**TEKS BACAAN:**
REPUBLIKA.CO.ID, JAKARTA -- Peraturan Pemerintah Pengganti Undang-Undang (Perppu) Nomor 2 Tahun 2020 tentang Pemilihan Kepala Daerah (Perppu Pilkada) digugat ke Mahkamah Konstitusi (MK). Pemohon gugatan adalah Lembaga Kemasyarakatan Paguyuban Warga Solo Peduli Pemilu (PWSPP) yang diwakili Ketua Johan Syafaat Mahanani dan Wakil Ketua Almas Tsaqibbirru.
Pengajuan permohonan didaftarkan secara online melalui Sistem Informasi Penanganan Perkara Elektronik (SIMPEL) di situs resmi MK. Dikutip berkas pengajuan permohonan yang diunduh dari website MK, pemohon mendaftarkan gugatan pada Senin (8/6) kemarin.
PWSPP mengajukan pengujian Perppu Pilkada terkait Pasal 201A ayat 1 dan ayat 2. Ketentuan ini menyebutkan, pemungutan suara serentak ditunda karena bencana non-alam Covid-19 dan dijadwalkan kembali pada Desember 2020.
Menurut pemohon, pasal itu tidak sesuai dengan kondisi negara yang masih terpuruk karena pandemi Covid-19. Perppu 2/2020 dianggap tidak memenuhi syarat kegentingan memaksa untuk tetap melaksanakan pemungutan suara serentak pada Desember.
"Pemungutan suara serentak yang tetap akan dilaksanakan pada bulan Desember 2020 mendatang bertentangan dengan kebijakan pemerintah mengenai social distancing untuk mencegah penyebaran wabah virus Covid-19," tulis pemohon dalam berkas pengajuan permohonannya dikutip Republika.co.id, Selasa (9/6).
Pemohon mengatakan, pandemi Covid-19 yang tidak bisa diprediksi kapan berakhir dan sejumlah negara tetap melaksanakan pemilu lokal maupun nasional di tengah pandemi dengan protokol kesehatan, bukan alasan yang tepat gelar pilkada serentak di Indonesia. Alasan tersebut tidak bisa disamaratakan di Indonesia.

**YANG HARUS DIKERJAKAN:** Tuliskan kembali tanpa perubahan bagian teks tentang gugatan Perppu Pilkada mulai dari "REPUBLIKA.CO.ID, JAKARTA -- Peraturan" sampai dengan "Senin (8/6) kemarin.".

**INFORMASI YANG DIBERIKAN:**

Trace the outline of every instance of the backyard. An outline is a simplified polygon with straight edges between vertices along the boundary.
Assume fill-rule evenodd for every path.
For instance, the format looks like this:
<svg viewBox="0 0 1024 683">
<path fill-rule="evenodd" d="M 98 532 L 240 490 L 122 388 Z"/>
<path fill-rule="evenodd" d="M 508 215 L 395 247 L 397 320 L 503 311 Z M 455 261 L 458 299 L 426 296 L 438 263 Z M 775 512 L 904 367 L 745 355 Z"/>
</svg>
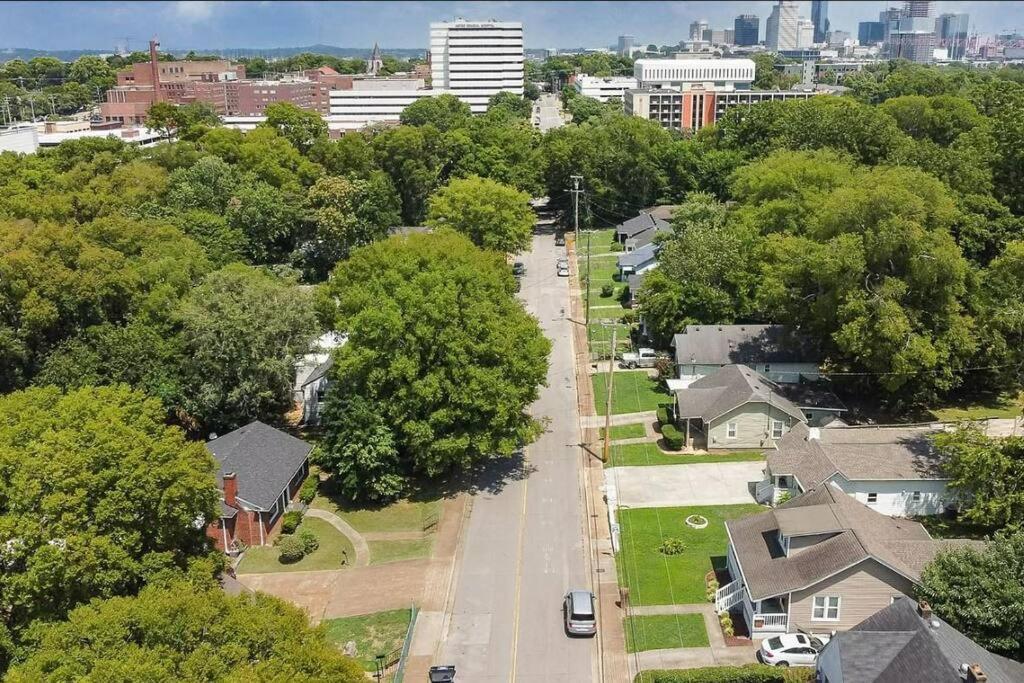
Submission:
<svg viewBox="0 0 1024 683">
<path fill-rule="evenodd" d="M 630 601 L 636 605 L 705 602 L 705 574 L 725 566 L 725 521 L 763 510 L 753 504 L 621 508 L 622 550 L 616 562 L 620 585 L 629 587 Z M 706 517 L 708 527 L 688 526 L 685 519 L 692 514 Z M 659 548 L 669 539 L 680 540 L 683 551 L 663 554 Z"/>
</svg>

**HASIL TUGAS:**
REPUBLIKA.CO.ID, JAKARTA -- Peraturan Pemerintah Pengganti Undang-Undang (Perppu) Nomor 2 Tahun 2020 tentang Pemilihan Kepala Daerah (Perppu Pilkada) digugat ke Mahkamah Konstitusi (MK). Pemohon gugatan adalah Lembaga Kemasyarakatan Paguyuban Warga Solo Peduli Pemilu (PWSPP) yang diwakili Ketua Johan Syafaat Mahanani dan Wakil Ketua Almas Tsaqibbirru.
Pengajuan permohonan didaftarkan secara online melalui Sistem Informasi Penanganan Perkara Elektronik (SIMPEL) di situs resmi MK. Dikutip berkas pengajuan permohonan yang diunduh dari website MK, pemohon mendaftarkan gugatan pada Senin (8/6) kemarin.